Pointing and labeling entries
^^^^^^^^

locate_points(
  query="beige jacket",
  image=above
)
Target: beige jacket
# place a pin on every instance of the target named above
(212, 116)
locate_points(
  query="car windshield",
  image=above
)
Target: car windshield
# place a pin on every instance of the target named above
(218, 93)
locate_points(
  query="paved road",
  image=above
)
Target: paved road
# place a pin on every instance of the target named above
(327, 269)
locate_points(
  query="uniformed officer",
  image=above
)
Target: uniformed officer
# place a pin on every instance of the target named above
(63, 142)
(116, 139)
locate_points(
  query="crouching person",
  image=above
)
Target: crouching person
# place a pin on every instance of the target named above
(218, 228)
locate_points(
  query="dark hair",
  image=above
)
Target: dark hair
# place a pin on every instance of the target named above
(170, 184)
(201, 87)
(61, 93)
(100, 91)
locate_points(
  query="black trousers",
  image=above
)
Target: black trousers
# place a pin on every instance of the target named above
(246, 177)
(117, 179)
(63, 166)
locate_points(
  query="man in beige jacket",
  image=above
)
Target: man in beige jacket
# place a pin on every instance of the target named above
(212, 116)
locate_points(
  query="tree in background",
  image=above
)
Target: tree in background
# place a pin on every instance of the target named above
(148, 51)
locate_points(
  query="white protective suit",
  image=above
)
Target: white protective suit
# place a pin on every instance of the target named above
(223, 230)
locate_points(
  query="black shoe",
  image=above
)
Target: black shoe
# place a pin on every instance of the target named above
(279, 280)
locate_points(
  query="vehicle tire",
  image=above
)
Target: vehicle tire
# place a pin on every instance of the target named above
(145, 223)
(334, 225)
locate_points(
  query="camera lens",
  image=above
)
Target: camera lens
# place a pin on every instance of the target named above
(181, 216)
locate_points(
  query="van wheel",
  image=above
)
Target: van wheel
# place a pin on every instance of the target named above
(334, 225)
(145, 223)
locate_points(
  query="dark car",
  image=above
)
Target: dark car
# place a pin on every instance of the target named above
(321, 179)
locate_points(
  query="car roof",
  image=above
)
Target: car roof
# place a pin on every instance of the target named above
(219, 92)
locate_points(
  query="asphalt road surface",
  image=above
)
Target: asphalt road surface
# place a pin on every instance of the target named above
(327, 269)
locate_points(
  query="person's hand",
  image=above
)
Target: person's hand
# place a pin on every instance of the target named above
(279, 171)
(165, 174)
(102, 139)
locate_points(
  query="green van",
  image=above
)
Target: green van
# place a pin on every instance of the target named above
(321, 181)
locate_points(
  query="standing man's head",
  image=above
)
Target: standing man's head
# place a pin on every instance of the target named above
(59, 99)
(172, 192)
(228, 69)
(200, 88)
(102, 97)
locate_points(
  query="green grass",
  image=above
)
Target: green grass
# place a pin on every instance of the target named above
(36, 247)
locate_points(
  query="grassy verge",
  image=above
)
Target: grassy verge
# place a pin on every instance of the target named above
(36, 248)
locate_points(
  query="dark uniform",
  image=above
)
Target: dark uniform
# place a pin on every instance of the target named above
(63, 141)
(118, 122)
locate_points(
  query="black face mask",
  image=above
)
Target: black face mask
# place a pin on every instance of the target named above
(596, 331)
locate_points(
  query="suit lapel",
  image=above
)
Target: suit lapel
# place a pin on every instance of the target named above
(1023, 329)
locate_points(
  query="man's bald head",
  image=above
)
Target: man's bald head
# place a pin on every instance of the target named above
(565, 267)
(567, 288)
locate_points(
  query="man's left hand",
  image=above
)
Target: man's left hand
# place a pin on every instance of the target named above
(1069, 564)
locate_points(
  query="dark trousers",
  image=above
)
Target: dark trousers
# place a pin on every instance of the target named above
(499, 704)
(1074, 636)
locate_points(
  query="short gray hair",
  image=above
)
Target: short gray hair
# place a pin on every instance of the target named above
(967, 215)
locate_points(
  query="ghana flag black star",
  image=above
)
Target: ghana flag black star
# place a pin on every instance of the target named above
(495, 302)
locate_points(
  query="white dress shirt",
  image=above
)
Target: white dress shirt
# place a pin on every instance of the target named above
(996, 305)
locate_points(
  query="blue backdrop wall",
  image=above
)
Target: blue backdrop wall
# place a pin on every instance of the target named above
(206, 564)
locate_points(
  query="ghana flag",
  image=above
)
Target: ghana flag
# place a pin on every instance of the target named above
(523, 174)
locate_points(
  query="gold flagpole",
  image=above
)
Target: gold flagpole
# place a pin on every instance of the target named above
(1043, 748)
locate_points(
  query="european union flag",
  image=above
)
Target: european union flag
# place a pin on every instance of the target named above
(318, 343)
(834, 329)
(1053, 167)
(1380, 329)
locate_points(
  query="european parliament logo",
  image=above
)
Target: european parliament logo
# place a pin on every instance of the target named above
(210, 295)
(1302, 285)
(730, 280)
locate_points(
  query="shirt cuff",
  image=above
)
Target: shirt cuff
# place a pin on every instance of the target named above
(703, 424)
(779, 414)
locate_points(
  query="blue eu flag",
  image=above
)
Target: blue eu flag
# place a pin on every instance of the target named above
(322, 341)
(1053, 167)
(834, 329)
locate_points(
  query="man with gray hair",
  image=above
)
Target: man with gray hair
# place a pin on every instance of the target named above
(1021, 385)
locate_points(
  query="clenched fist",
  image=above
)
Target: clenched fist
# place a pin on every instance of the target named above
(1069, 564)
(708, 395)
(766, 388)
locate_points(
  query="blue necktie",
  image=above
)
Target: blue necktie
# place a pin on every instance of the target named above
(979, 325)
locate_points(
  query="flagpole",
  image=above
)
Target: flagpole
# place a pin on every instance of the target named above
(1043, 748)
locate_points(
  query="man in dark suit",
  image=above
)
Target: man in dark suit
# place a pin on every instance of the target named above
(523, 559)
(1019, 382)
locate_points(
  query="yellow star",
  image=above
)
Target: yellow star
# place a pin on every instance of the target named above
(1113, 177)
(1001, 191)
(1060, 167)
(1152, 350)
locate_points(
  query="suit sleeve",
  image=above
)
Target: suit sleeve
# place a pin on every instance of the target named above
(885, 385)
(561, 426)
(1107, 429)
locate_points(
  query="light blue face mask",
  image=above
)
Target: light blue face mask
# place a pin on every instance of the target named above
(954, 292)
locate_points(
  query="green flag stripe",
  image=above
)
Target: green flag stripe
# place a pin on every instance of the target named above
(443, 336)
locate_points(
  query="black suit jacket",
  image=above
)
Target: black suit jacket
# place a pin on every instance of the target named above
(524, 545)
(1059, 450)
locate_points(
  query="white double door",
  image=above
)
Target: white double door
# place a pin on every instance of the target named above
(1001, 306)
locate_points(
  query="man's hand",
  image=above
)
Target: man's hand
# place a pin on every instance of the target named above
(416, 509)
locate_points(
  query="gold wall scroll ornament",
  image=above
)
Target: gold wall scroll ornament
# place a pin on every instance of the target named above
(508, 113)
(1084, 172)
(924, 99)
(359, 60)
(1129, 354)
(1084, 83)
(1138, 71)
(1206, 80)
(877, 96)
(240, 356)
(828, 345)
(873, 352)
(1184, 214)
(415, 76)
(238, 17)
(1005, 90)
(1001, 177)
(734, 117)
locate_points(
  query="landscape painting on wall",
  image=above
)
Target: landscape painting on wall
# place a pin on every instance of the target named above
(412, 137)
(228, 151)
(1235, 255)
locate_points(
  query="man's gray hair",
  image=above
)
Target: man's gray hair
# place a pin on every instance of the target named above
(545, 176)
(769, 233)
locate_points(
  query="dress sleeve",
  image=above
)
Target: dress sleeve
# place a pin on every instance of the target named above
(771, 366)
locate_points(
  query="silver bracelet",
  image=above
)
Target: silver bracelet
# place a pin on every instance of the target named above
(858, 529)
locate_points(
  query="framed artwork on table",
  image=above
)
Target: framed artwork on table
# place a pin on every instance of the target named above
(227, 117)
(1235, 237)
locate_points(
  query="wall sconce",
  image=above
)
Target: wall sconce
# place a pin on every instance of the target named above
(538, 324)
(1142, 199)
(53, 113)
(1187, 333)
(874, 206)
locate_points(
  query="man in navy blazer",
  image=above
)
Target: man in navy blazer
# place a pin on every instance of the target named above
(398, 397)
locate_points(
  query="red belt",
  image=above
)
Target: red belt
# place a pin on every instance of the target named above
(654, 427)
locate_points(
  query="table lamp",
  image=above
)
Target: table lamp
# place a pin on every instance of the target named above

^^^^^^^^

JOB:
Please locate every line above that contains the word "head" and copy each one.

REPLY:
  query="standing man's head",
Target: standing man's head
  query="man's bald head",
Target: man's bald head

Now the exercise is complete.